→ **Given data**:
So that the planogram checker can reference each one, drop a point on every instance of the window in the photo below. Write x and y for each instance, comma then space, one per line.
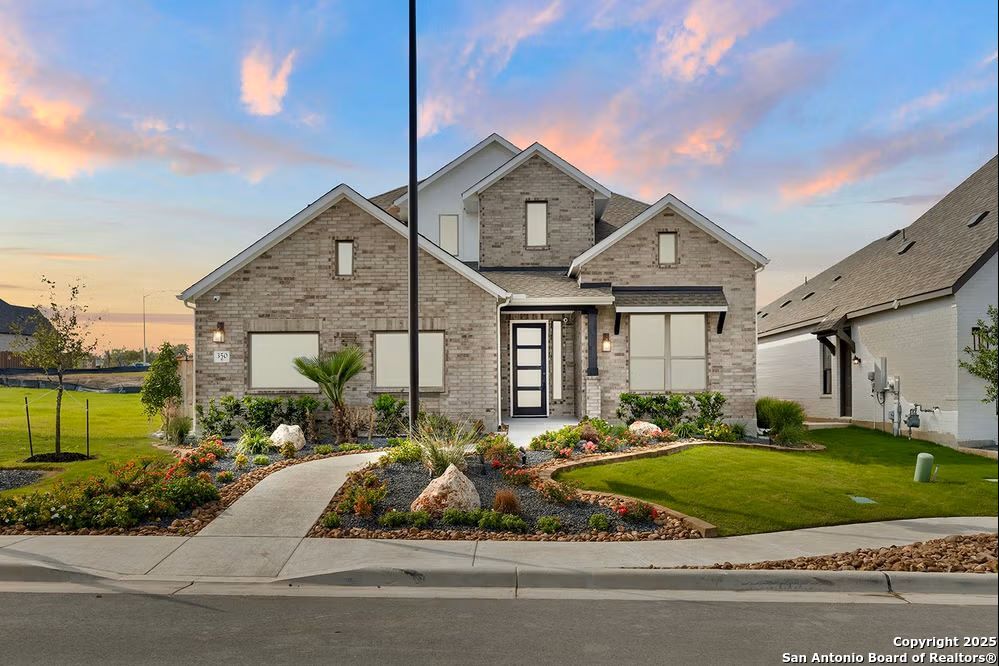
667, 247
448, 233
668, 352
826, 369
344, 258
272, 357
537, 223
392, 360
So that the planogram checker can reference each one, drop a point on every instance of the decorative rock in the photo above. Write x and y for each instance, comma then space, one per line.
645, 429
451, 490
286, 433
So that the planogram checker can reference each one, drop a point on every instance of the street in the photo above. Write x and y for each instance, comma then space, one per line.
121, 628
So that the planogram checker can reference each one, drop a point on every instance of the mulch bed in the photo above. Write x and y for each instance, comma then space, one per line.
953, 554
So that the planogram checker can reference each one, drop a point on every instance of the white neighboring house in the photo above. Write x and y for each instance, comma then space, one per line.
913, 298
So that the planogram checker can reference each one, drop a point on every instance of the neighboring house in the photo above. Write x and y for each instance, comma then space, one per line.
913, 298
17, 324
542, 293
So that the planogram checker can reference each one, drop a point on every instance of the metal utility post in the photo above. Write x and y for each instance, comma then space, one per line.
414, 277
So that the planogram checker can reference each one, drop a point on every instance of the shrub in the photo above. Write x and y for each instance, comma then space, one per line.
558, 492
505, 501
254, 441
599, 521
548, 524
331, 520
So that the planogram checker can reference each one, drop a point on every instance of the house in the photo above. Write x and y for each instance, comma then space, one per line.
912, 298
542, 294
17, 324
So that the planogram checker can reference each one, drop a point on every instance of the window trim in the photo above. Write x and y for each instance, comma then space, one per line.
375, 387
337, 271
272, 389
457, 233
668, 356
527, 235
676, 247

→ **Work to be completed**: No pictures belong in the copy. Repeat the listing above exactly.

→ **Answer below**:
So that the planogram checker can reference each one, drop a point on every instance of the window in the photo below. Write x and y for each instance, comma then space, one per line.
667, 247
448, 233
668, 352
826, 369
344, 258
272, 357
537, 223
392, 360
So that the planogram checker can reference each one, drop a point on every instance of the decorative rock in the photo above. Write x and y for each instance, comma then space, one per line.
645, 429
451, 490
286, 433
So that the planogram checker can reference each one, drop a point on every instance of the street in the photo above. Write x and y for each instance, comma then space, one per line.
121, 628
So that the planogram checker can reference each one, drop a point on every instance of the mulch bed in the photo above. Write x and y for each instance, comma then space, one per line.
953, 554
So that the planogram checker can reference each one, drop a point on every instance of the white neighboring house in the photo above. Write x and y for each instance, comma then space, one per line.
913, 298
So that the planogram checker can reference each one, drop a point on every instance of the neighboring house in the photo above. Write x and y for each instance, comma then space, one per line.
913, 298
17, 324
542, 293
So that the planogram checker can reference each one, drop a point on every instance of the metal utility post in the photo above. Write x and y for each instance, comma then space, one per line.
414, 277
So that the planogram checker can reference each one, drop a point on every instance of the shrub in the photo above. Write x and y for each instance, comma then space, one per line.
558, 492
505, 501
254, 441
599, 521
548, 524
331, 520
So that the planogram checker can reference each one, drop a point on every instance of the house in the photo above. Write x and y for each instance, comma then space, one per line.
912, 298
542, 294
17, 324
So that the planogram checker can reference each one, drop a point on every instance of the window trim in the photo above. Write x and y for each instance, comma then space, one per line.
375, 387
337, 271
272, 389
457, 233
668, 356
527, 235
676, 247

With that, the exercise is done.